__PAGE EXTRACT__.
········

Massachusetts officials announced to reporters following a meeting today that the state will be cutting its relationship with CGI over failure to update the state’s health insurance exchange marketplace. Sarah Iselin, a special assistant to Governor Deval Patrick who is tasked with fixing the marketplace held a meeting with the board of the Massachusetts Health Connector to discuss a way forward. Following that meeting, Iselin told reporters that the state will be ending its relationship with CGI.
CGI was working with both Massachusetts and Vermont on their state-run health insurance exchanges and both states halted funding to the contractor citing an inability to meet deadlines and provide deliverables. Massachusetts had a $69 million contract with the company for the exchange work and has paid out some $15 million of that. State officials say no more payments will be made to CGI, and they may look at ways to recover some of that money as negotiations move forward to unwind the relationship. Surprisingly, the Vermont contract was larger – $82.6 million.
The announcement is significant given that the company was also responsible for work on the federal exchange healthcare.gov and had little in the way of answers when that website went to launch even though it was nearly impossible to use. As CivSource reported, CGI was subsequently removed from the federal effort.
No confirmed word yet on which contractor will take over for CGI. Massachusetts is required to bring parts of its existing healthcare system in-line with the compliance rules for the Affordable Care Act, even though the state has had a local health insurance exchange-like system for a number of years. CGI was tasked with that overhaul, which spokeswoman Linda Odorisio says the company has “worked tirelessly,” to do.
Massachusetts has already brought in Optum, a subsidiary of UnitedHealth to work on the backlog of applications resulting from the buggy sign-up process online. Keen observers will recognize Optum as it has also worked on the federal exchange.

········

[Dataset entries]

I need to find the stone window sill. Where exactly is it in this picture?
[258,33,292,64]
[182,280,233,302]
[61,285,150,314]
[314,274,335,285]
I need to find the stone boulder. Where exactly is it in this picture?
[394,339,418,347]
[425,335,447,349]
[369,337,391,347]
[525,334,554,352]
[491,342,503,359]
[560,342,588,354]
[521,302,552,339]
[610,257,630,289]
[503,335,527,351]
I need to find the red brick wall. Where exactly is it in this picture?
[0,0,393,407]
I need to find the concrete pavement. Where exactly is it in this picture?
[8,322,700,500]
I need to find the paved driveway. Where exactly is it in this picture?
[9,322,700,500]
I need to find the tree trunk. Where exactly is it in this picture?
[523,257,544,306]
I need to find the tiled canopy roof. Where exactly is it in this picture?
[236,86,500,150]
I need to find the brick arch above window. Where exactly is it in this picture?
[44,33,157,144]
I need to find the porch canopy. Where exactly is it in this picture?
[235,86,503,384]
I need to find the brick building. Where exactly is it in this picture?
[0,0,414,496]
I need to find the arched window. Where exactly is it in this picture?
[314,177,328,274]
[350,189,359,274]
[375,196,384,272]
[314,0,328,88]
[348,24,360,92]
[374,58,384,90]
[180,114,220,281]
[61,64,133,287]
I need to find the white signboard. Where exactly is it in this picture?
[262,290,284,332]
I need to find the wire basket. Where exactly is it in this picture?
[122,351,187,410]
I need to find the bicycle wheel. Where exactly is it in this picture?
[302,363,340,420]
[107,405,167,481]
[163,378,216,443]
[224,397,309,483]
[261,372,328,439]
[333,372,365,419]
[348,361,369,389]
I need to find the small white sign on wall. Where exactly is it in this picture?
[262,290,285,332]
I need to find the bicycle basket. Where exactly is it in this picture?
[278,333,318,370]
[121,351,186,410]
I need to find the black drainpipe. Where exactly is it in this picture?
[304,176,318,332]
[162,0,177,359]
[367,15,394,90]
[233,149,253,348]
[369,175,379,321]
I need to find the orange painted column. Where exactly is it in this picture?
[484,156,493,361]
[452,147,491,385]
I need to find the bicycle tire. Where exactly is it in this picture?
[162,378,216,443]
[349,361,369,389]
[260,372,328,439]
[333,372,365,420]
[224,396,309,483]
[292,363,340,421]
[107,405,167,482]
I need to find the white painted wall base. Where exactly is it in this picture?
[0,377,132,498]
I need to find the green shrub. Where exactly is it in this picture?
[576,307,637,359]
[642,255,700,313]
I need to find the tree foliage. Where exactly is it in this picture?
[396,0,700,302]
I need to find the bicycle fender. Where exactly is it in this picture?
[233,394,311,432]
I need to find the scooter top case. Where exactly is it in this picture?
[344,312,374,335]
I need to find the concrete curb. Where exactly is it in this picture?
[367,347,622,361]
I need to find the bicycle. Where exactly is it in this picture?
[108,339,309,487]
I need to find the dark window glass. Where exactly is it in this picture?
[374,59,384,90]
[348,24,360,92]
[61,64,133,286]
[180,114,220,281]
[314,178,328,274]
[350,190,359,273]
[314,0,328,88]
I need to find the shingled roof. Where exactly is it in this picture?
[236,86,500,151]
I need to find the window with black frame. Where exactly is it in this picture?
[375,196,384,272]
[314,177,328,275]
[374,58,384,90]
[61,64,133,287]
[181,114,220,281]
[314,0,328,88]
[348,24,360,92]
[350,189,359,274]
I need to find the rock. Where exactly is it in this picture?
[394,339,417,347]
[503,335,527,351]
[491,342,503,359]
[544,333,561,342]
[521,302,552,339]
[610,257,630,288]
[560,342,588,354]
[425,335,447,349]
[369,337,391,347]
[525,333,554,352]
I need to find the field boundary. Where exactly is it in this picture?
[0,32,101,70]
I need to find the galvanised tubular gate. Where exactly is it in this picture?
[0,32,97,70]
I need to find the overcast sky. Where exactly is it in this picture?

········

__REQUIRED WORK__.
1. In the article about Massachusetts ending its CGI contract, rewrite the part that opens with the words "Massachusetts has already" and closes with "the federal exchange.", substituting "the new contractor" for "Optum".
2. According to the article about Massachusetts ending its CGI contract, how much of the $69 million contract had the state already paid the company?
3. Continue the article about Massachusetts ending its CGI contract from its final sentence.

__ANSWERS FOR THIS EXERCISE__.
1.
Massachusetts has already brought in the new contractor, a subsidiary of UnitedHealth to work on the backlog of applications resulting from the buggy sign-up process online. Keen observers will recognize the new contractor as it has also worked on the federal exchange.

2. Some $15 million.

3.
Massachusetts resorted to a paper based sign-up process in order to try to keep pace with deadlines, similar to what Oregon did as repair work went forward on its own troubled exchange. Oracle handled the work on the Oregon exchange, and recently got hit with an investigation and acidic critique of its work by officials from the Centers for Medicare and Medicaid Services (CMS). CMS provided the grant funding for the project. The review by CMS showed that Oracle had refused even basic requests from Oregon for information on the system it was paying for. Local officials are considering an additional investigation into the company and its work on Covered Oregon the name for the exchange there. The figure on that project sits around $160 million, according to The Oregonian.
Contractors have blamed unclear guidance and unrealistic deadlines throughout federal and state build outs of the exchanges. However, some of the transparency concerns highlighted in the CMS report on Oregon’s exchange make it clear that the lack of management and competency on this work goes both ways. The President said recently that enough Americans have signed up for health insurance on the exchanges to ensure the longevity of the program – that reality is even more significant set against the backdrop of IT failures surrounding the implementation. Watch this space.